-- What the exercise asks --
Count how many lines in the records below contain the word "instance", and reply with the number alone.

(Stored items from a collection)

============================================================

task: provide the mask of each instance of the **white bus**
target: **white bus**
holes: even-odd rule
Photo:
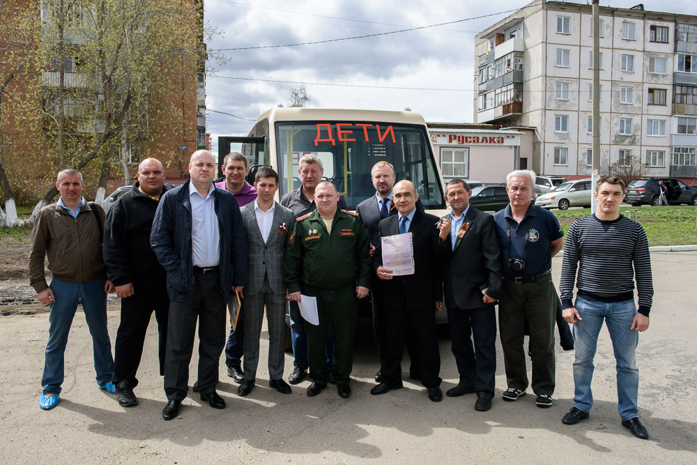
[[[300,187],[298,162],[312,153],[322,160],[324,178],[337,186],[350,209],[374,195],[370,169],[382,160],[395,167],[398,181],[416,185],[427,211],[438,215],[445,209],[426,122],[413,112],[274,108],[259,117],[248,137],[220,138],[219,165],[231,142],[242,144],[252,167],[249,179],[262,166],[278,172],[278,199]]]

============================================================

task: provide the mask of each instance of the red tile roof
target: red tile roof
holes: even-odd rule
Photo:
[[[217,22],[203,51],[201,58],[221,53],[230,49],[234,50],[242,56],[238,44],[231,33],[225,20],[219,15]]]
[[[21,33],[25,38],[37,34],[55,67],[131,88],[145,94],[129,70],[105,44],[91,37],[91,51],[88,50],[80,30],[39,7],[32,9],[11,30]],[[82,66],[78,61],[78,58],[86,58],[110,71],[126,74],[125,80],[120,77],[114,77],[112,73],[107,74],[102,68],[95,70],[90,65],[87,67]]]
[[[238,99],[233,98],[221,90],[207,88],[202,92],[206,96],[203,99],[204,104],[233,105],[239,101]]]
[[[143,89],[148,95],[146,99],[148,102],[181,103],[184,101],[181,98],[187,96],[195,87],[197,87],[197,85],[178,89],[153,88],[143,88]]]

============================================================

-- Solution to this task --
2